*Page excerpt*.
Begin
Wednesday, August 4, 2010

Historic Churches in Scotland



Well, standing at John Knox's house in Edinburgh is an interesting experience. Knox--Scottish reformer, friend of John Calvin, revolutionary, political activist, founder of the Presbyterian Church--is one of the pivotal figures in the history of the Protestant Reformation. He steered the Scottish church (the Kirk) away from Anglicanism, though he got some strategic support from reformers in England under Elizabeth I. But he had written a misogynist attack against Mary of Guise and her daughter Mary, Queen of Scots, "The First Blast of the Trumpet Against the Monstrous Regiment of Women," that offended Elizabeth I. He took intransigent and sometimes contradictory political positions, depending on the situation in which he found himself.
End
*Job A*. The post on historic churches in Scotland describes John Knox with a string of labels set off by dashes. List every label in that string.
*Job B*. In the post on historic churches in Scotland, what is the title of the attack Knox wrote against Mary of Guise and her daughter?
*Job C*. Write the next part of the post on historic churches in Scotland, picking up after its last sentence.

*Data excerpts*.
Begin
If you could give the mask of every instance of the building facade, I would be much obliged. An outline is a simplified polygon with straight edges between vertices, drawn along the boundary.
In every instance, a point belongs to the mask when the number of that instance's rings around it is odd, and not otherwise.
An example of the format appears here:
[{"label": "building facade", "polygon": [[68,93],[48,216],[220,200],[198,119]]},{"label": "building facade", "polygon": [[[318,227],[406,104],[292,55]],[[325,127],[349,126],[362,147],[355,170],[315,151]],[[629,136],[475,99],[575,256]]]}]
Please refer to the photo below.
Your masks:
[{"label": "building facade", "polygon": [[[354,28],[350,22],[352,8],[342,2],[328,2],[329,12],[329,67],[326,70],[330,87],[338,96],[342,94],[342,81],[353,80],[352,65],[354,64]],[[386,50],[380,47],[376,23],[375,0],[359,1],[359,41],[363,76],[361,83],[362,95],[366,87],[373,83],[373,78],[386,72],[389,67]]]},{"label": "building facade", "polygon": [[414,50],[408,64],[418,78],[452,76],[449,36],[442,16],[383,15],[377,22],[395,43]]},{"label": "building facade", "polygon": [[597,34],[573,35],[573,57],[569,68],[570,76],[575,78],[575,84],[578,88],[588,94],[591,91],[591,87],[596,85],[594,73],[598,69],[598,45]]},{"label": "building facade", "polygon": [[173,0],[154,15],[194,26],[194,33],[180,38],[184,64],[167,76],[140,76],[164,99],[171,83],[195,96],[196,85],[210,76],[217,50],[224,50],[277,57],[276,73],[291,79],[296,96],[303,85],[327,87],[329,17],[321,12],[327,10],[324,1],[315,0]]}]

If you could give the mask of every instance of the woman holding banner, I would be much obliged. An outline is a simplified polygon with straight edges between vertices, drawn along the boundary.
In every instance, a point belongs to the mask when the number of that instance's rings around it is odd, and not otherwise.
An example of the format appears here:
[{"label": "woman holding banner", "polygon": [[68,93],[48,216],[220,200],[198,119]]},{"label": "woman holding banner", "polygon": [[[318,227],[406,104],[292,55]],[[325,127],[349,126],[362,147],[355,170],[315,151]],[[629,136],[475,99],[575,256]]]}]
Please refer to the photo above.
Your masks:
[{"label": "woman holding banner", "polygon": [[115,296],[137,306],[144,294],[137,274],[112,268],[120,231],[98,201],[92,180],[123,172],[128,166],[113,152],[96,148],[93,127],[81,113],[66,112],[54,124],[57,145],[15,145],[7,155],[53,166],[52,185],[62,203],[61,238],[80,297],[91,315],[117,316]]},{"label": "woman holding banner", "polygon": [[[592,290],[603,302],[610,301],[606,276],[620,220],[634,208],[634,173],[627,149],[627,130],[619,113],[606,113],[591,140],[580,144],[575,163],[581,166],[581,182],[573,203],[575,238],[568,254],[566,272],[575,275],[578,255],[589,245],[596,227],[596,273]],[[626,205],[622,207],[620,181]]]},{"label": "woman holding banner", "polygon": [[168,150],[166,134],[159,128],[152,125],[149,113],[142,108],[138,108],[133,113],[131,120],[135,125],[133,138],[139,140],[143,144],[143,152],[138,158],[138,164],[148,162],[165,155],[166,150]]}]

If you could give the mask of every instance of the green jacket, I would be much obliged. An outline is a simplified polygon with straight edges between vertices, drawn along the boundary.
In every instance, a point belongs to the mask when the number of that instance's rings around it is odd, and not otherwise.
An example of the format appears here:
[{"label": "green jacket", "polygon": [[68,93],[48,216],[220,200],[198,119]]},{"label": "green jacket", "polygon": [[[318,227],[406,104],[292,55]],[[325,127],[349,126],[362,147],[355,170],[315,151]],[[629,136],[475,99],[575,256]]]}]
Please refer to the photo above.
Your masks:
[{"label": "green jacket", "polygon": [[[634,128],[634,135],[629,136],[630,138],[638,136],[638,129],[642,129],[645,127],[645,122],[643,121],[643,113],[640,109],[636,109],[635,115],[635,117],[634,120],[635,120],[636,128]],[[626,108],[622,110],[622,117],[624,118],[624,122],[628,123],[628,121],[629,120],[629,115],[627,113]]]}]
End
Begin
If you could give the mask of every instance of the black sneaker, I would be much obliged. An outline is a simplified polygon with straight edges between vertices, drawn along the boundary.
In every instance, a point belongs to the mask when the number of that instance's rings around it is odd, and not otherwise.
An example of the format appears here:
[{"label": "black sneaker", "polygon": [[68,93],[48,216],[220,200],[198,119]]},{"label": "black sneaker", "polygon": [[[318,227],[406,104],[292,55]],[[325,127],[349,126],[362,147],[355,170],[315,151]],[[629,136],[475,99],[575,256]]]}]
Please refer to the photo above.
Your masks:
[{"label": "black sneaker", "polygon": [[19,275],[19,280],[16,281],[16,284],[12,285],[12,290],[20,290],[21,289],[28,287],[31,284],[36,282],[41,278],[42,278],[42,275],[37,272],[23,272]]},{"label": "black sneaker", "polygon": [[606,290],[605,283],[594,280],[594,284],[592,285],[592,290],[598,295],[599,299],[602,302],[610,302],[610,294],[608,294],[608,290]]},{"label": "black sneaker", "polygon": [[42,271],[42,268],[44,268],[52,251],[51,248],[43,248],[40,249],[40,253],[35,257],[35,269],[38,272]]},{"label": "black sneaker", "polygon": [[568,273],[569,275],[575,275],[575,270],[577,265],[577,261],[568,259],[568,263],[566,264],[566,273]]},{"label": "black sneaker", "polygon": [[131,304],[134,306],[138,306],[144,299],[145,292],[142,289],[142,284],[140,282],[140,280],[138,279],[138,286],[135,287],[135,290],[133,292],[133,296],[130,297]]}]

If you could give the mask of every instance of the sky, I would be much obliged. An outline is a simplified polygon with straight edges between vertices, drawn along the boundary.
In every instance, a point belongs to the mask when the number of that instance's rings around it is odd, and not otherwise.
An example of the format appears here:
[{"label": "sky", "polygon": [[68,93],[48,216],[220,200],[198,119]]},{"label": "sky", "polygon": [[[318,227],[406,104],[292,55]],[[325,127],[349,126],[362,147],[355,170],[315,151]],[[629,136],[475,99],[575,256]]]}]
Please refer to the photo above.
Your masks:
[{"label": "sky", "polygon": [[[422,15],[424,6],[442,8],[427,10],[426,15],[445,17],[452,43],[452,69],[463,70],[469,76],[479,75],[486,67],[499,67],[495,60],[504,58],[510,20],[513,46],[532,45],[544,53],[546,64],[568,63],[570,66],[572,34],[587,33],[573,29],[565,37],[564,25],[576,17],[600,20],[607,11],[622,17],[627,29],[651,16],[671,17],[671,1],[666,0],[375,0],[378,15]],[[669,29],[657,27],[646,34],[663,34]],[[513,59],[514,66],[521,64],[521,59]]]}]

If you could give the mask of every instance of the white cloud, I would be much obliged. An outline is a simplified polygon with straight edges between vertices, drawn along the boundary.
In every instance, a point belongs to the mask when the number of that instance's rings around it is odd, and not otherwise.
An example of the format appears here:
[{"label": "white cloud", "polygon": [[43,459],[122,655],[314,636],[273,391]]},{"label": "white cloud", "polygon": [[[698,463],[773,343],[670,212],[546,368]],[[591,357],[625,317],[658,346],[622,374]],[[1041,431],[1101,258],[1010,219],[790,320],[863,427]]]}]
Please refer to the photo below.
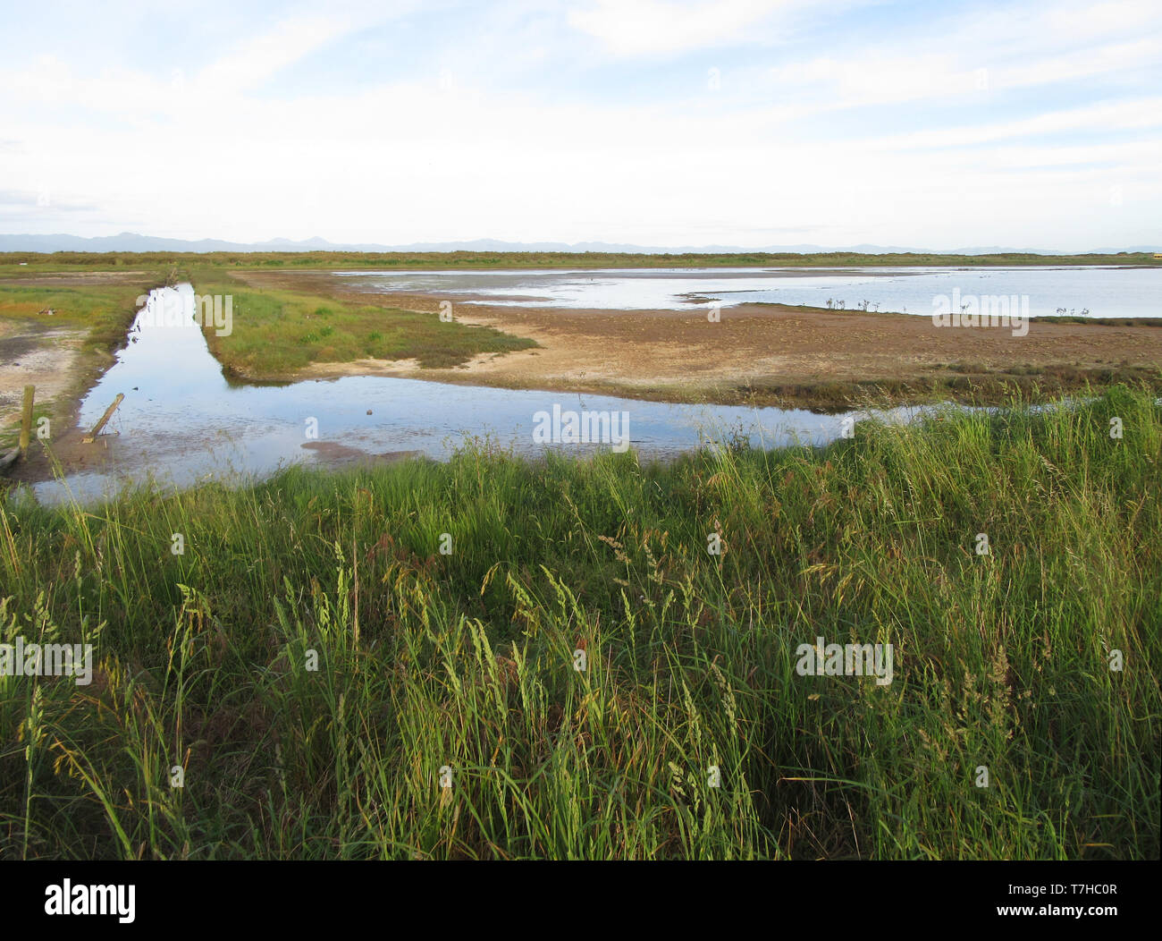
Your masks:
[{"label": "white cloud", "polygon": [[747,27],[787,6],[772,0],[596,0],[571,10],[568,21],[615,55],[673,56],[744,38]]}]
End
Begin
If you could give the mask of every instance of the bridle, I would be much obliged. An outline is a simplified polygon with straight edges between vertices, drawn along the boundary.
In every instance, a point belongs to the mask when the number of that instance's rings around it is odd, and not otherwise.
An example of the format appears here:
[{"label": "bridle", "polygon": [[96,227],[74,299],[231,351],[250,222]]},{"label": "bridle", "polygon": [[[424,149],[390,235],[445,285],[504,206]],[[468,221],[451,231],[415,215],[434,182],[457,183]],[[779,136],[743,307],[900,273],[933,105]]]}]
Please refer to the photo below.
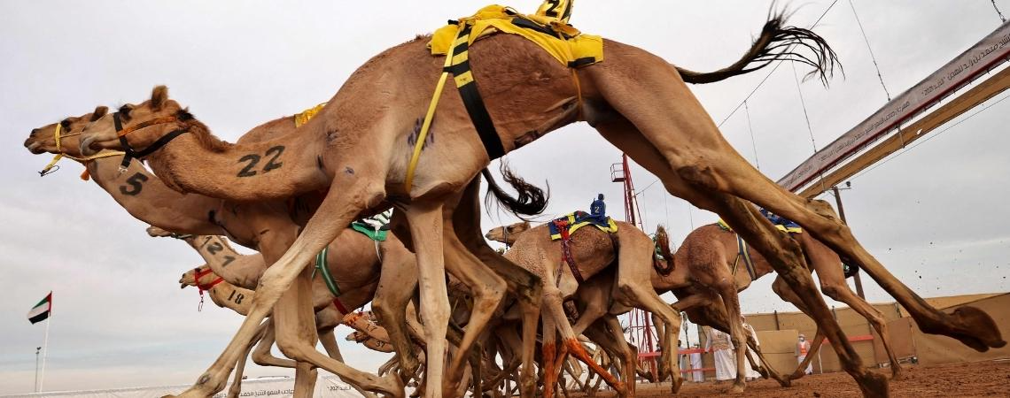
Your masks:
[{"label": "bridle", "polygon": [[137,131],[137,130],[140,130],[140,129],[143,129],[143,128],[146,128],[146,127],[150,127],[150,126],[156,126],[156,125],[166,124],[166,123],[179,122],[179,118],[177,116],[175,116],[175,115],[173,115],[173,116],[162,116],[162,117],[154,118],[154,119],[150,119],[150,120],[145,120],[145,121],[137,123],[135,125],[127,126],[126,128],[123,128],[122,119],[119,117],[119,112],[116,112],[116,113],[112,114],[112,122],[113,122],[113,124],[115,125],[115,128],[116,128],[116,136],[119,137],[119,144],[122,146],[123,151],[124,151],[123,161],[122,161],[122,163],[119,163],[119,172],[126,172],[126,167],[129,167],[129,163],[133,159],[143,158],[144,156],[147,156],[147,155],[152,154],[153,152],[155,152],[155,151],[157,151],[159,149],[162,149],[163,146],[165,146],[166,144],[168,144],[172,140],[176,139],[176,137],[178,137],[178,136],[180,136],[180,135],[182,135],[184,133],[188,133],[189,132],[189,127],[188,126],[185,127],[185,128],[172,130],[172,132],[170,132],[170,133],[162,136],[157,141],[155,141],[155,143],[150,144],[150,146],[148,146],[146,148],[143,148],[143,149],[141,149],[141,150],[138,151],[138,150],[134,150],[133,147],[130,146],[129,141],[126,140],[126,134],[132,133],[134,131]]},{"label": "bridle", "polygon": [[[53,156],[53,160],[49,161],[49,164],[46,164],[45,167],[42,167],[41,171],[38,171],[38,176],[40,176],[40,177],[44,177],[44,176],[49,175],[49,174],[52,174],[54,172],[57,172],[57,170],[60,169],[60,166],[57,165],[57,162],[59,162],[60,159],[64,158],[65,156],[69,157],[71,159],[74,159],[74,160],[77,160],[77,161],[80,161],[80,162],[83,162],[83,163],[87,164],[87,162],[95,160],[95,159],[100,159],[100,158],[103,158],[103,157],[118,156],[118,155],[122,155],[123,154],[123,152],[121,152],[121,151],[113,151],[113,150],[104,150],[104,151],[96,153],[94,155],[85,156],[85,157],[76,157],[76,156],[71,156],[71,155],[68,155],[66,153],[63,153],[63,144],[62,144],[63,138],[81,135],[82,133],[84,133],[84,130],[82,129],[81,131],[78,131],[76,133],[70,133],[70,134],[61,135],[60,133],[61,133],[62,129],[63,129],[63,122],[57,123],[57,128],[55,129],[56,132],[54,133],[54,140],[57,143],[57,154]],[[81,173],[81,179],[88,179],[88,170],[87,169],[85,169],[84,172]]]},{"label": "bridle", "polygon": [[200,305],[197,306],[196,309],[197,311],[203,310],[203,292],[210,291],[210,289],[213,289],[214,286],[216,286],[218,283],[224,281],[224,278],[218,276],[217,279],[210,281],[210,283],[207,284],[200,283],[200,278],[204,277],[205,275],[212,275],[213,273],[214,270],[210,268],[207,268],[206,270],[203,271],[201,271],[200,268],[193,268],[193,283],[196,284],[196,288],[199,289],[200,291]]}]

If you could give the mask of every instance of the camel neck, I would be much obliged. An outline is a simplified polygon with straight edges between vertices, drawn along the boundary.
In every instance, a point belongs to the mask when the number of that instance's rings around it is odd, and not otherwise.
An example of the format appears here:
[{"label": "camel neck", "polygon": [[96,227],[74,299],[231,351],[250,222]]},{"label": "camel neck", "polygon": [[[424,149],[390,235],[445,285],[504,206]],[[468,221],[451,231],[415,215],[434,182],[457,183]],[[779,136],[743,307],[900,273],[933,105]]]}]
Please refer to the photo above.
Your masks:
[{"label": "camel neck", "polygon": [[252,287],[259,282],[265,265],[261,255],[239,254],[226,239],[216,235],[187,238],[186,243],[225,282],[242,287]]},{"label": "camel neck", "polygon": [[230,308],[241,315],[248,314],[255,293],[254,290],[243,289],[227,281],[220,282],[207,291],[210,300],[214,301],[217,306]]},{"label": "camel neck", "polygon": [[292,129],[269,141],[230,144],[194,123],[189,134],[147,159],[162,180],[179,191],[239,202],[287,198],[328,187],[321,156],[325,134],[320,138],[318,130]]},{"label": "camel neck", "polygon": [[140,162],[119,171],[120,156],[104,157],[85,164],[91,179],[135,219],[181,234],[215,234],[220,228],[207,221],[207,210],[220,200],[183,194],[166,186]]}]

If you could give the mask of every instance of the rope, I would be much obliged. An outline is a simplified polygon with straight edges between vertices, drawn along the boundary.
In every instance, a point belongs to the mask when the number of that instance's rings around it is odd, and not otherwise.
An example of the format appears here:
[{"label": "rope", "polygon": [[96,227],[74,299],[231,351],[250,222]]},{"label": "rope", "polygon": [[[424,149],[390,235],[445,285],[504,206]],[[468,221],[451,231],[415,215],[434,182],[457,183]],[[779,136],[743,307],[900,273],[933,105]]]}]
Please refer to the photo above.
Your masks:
End
*Task response A*. Scottish reformer; friend of John Calvin; revolutionary; political activist; founder of the Presbyterian Church

*Task response B*. "The First Blast of the Trumpet Against the Monstrous Regiment of Women."

*Task response C*.
That may explain the difference I saw between historic churches in Scotland and those in Britain, though I really don't have enough evidence to pronounce anything definitively. In Britain, as my video blog shows, churches still have standing as places of worship, and the interpretive material connected with them really makes their devotional purpose explicit. In the Scottish historic churches I visited, there is really no attempt to describe or explain the reformation in Scotland. One gets little sense of the history or development of Protestant Christianity.

I am at a loss to explain this. Reform in Scotland was a messier, yet more theological, process than in Britain. Yet, from all I see, Scotland is a more secular place even than Britain, one of the most secular societies in Europe. But then again, I didn't go to Saint Andrews, and didn't visit any Highland churches.

Tuesday, August 3, 2010

Video Blog for August 2, 2010



Here is the video blog on my GCU Facebook site, for last week. Over the next few days, I'll have more to say about historic churches and religion in Britain and Scotland. I'll also be talking about the Highland moors and the Scottish outdoors.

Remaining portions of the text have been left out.